*Short task*:
Output all entries verbatim. Skip pictures.

*Rows*:
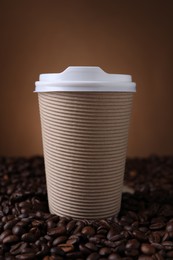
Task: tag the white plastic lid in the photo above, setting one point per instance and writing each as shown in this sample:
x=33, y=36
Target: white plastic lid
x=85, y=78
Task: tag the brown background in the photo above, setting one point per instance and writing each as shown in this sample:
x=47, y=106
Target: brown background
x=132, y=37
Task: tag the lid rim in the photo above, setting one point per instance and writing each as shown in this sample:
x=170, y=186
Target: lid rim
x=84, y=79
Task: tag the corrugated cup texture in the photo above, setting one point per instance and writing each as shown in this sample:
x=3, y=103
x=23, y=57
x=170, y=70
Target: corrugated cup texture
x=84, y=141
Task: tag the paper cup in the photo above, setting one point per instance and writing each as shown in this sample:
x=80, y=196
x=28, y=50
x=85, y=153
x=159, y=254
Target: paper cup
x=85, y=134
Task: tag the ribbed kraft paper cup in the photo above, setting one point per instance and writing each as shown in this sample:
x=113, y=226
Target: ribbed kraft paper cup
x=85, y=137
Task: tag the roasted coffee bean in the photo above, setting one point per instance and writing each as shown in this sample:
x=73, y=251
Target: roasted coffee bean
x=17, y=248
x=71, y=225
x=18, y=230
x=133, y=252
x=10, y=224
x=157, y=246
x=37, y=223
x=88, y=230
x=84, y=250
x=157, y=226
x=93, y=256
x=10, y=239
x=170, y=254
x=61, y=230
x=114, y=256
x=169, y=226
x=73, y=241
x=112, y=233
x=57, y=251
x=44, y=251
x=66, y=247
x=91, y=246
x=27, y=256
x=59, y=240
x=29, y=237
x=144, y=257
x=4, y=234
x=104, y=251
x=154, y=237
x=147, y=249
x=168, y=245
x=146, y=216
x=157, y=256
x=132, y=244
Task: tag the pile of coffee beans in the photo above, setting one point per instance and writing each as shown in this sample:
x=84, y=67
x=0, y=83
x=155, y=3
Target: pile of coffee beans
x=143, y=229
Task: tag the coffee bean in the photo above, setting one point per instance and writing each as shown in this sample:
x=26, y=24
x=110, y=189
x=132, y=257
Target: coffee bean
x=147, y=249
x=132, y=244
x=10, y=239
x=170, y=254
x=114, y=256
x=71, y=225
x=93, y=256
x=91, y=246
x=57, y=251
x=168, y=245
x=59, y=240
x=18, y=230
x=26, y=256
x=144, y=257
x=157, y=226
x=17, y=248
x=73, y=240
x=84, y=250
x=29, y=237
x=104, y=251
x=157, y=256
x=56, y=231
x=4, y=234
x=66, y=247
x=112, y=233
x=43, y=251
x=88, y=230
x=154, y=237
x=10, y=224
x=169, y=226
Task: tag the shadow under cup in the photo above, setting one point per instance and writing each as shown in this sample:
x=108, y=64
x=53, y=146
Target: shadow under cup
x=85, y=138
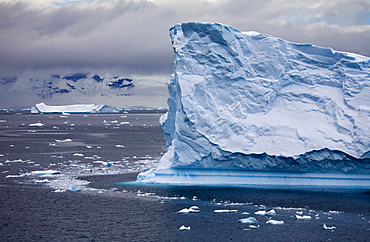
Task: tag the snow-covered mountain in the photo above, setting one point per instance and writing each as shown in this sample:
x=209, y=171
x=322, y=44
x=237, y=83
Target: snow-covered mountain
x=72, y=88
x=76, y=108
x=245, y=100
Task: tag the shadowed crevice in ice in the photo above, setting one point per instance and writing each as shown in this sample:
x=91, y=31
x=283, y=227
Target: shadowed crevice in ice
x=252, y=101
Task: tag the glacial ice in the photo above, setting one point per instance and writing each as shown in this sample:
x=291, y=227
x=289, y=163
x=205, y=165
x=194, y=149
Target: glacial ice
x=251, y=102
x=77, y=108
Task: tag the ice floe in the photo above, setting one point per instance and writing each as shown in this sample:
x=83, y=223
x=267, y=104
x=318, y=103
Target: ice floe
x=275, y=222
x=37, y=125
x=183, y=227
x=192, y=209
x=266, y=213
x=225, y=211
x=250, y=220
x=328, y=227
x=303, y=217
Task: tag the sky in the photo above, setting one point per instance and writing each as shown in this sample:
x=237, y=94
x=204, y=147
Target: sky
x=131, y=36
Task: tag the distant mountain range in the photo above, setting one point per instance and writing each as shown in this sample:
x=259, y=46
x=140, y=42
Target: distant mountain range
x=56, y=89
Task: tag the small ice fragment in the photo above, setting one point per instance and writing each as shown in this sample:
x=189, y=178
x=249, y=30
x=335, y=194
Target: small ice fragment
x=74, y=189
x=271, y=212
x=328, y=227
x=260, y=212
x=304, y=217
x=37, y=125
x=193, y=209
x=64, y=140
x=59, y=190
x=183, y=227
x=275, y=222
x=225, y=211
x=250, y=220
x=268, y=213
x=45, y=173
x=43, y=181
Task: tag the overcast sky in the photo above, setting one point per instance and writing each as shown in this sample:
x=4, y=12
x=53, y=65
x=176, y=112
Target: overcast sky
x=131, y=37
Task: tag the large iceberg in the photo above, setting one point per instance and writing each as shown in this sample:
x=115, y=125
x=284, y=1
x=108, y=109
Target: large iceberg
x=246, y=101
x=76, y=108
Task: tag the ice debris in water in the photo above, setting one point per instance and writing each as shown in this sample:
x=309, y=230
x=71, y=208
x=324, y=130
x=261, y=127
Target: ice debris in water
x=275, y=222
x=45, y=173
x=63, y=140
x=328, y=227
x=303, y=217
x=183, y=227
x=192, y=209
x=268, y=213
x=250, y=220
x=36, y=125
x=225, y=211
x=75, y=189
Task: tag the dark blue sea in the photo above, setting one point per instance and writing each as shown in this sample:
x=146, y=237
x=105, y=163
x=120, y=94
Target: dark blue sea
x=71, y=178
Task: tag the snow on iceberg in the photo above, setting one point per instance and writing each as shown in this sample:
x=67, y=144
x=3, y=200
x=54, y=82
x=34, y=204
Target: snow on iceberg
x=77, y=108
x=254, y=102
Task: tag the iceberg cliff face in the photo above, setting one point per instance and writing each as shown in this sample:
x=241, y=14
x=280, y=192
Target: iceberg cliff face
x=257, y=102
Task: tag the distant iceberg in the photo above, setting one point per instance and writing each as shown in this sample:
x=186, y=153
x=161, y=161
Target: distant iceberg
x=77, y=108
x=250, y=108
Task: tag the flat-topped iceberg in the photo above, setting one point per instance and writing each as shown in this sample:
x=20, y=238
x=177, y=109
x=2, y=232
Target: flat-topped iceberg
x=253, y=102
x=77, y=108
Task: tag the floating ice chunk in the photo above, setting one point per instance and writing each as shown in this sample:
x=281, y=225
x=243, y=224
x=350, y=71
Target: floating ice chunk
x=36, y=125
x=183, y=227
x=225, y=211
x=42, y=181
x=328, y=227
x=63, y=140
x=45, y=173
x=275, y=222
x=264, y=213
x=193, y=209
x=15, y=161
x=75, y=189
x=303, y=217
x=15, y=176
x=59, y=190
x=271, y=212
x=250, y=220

*Exercise output*:
Task: tag the white plastic lid in the photo above, setting one point per instance and writing each as shown in this sample:
x=33, y=36
Target: white plastic lid
x=85, y=78
Task: tag the brown background in the photo above, setting one point per instance and writing each as shown in this sample:
x=47, y=106
Target: brown background
x=132, y=37
Task: tag the lid rim in the photo above, setting one point per instance and writing each as shown in this sample:
x=170, y=186
Target: lid rim
x=84, y=79
Task: tag the corrugated cup texture in the photo above, setting one point per instance and writing each as shown in this sample:
x=3, y=103
x=23, y=57
x=170, y=70
Target: corrugated cup texture
x=84, y=141
Task: tag the paper cup in the photo above, setting one point per instance and writing each as shown in this sample:
x=80, y=196
x=28, y=50
x=85, y=153
x=159, y=254
Target: paper cup
x=85, y=134
Task: tag the ribbed kraft paper cup in the photo above, setting one point per instance and writing each as shown in this sample:
x=113, y=226
Target: ribbed kraft paper cup
x=85, y=137
Task: tag the roasted coffee bean in the photo above, setting one point per instance and writing each as shown in this sample:
x=73, y=251
Target: roasted coffee bean
x=17, y=248
x=71, y=225
x=18, y=230
x=133, y=252
x=10, y=224
x=157, y=246
x=37, y=223
x=88, y=230
x=84, y=250
x=157, y=226
x=93, y=256
x=10, y=239
x=170, y=254
x=61, y=230
x=114, y=256
x=169, y=226
x=73, y=241
x=112, y=233
x=57, y=251
x=44, y=251
x=66, y=247
x=91, y=246
x=27, y=256
x=59, y=240
x=29, y=237
x=144, y=257
x=4, y=234
x=104, y=251
x=154, y=237
x=147, y=249
x=168, y=245
x=146, y=216
x=157, y=256
x=132, y=244
Task: tag the pile of coffee beans in the photo above, setting one point per instance and writing each as shown in this sample:
x=84, y=67
x=0, y=83
x=155, y=3
Target: pile of coffee beans
x=143, y=229
Task: tag the coffee bean in the photo above, setting one point per instance and writing each as shown in this sample:
x=26, y=24
x=110, y=189
x=132, y=257
Target: coffee bean
x=147, y=249
x=132, y=244
x=10, y=239
x=170, y=254
x=114, y=256
x=71, y=225
x=93, y=256
x=91, y=246
x=57, y=251
x=168, y=245
x=59, y=240
x=18, y=230
x=26, y=256
x=144, y=257
x=157, y=226
x=17, y=248
x=73, y=240
x=84, y=250
x=29, y=237
x=104, y=251
x=157, y=256
x=56, y=231
x=4, y=234
x=66, y=247
x=112, y=233
x=43, y=251
x=88, y=230
x=154, y=237
x=10, y=224
x=169, y=226
Task: tag the shadow under cup in the photo above, setting one point per instance and writing each as shown in this sample:
x=108, y=64
x=53, y=146
Target: shadow under cup
x=85, y=138
Task: tag the snow-covered mountain in the photo above, setting one point per instance and writing each as shown in this sample:
x=209, y=171
x=322, y=44
x=237, y=83
Target: snow-covered mountain
x=72, y=88
x=76, y=108
x=245, y=100
Task: tag the shadowed crevice in ice in the photo above, setting one point per instance and writing each as shown in this sample:
x=91, y=31
x=283, y=227
Target: shadowed crevice in ice
x=252, y=101
Task: tag the glacial ice in the photo above, setting one point per instance and writing each as shown in this sample:
x=291, y=227
x=289, y=163
x=205, y=165
x=194, y=149
Target: glacial ice
x=251, y=102
x=77, y=108
Task: tag the ice floe in the photo above, setting one point per instance and writing each as shown in this sample:
x=83, y=223
x=267, y=104
x=318, y=103
Target: ice floe
x=275, y=222
x=37, y=125
x=183, y=227
x=192, y=209
x=266, y=213
x=225, y=211
x=250, y=220
x=328, y=227
x=303, y=217
Task: tag the sky in the photo above, setting one point per instance and writing each as shown in this sample:
x=237, y=94
x=204, y=147
Target: sky
x=131, y=36
Task: tag the distant mountain range in the photo above, setting one point per instance and writing each as shown in this sample:
x=259, y=46
x=140, y=42
Target: distant mountain range
x=56, y=89
Task: tag the small ice fragment in the photo above, setting one point per instance and writing each as shown in this sample:
x=189, y=178
x=249, y=30
x=335, y=194
Target: small ice fragment
x=74, y=189
x=271, y=212
x=328, y=227
x=260, y=212
x=304, y=217
x=37, y=125
x=193, y=209
x=64, y=140
x=59, y=190
x=183, y=227
x=275, y=222
x=225, y=211
x=250, y=220
x=268, y=213
x=45, y=173
x=43, y=181
Task: tag the overcast sky in the photo above, setting one point per instance and writing each as shown in this sample:
x=4, y=12
x=53, y=65
x=176, y=112
Target: overcast sky
x=131, y=37
Task: tag the large iceberg in the photo above, setting one point per instance and writing each as shown in this sample:
x=115, y=125
x=284, y=1
x=108, y=109
Target: large iceberg
x=246, y=101
x=76, y=108
Task: tag the ice debris in water in the photo above, setting one point per instance and writing each as shown in this sample:
x=309, y=230
x=71, y=208
x=324, y=130
x=261, y=127
Target: ice debris in water
x=275, y=222
x=45, y=173
x=63, y=140
x=328, y=227
x=303, y=217
x=183, y=227
x=192, y=209
x=268, y=213
x=250, y=220
x=36, y=125
x=225, y=211
x=75, y=189
Task: tag the dark blue sea in the photo above, setting one point per instance and writing each as shown in this sample:
x=146, y=237
x=105, y=163
x=120, y=94
Target: dark blue sea
x=71, y=178
Task: tag the snow on iceberg in the photo above, setting one point per instance and writing each as shown in this sample:
x=67, y=144
x=3, y=200
x=54, y=82
x=34, y=204
Target: snow on iceberg
x=77, y=108
x=254, y=102
Task: tag the iceberg cliff face in the photo above, setting one point per instance and writing each as shown in this sample:
x=241, y=14
x=280, y=192
Target: iceberg cliff face
x=257, y=102
Task: tag the distant iceberg in the photo above, setting one point per instance and writing each as shown in this sample:
x=186, y=153
x=161, y=161
Target: distant iceberg
x=77, y=108
x=250, y=108
Task: tag the flat-topped iceberg in the photo above, setting one point per instance and writing each as shown in this sample:
x=20, y=238
x=177, y=109
x=2, y=232
Target: flat-topped iceberg
x=253, y=102
x=77, y=108
Task: tag the floating ice chunk in the photo above, setting one point per instance and writing each as shown in this sample:
x=281, y=225
x=243, y=224
x=350, y=71
Target: floating ice chunk
x=36, y=125
x=183, y=227
x=225, y=211
x=42, y=181
x=328, y=227
x=63, y=140
x=45, y=173
x=275, y=222
x=264, y=213
x=193, y=209
x=15, y=161
x=75, y=189
x=303, y=217
x=15, y=176
x=59, y=190
x=271, y=212
x=250, y=220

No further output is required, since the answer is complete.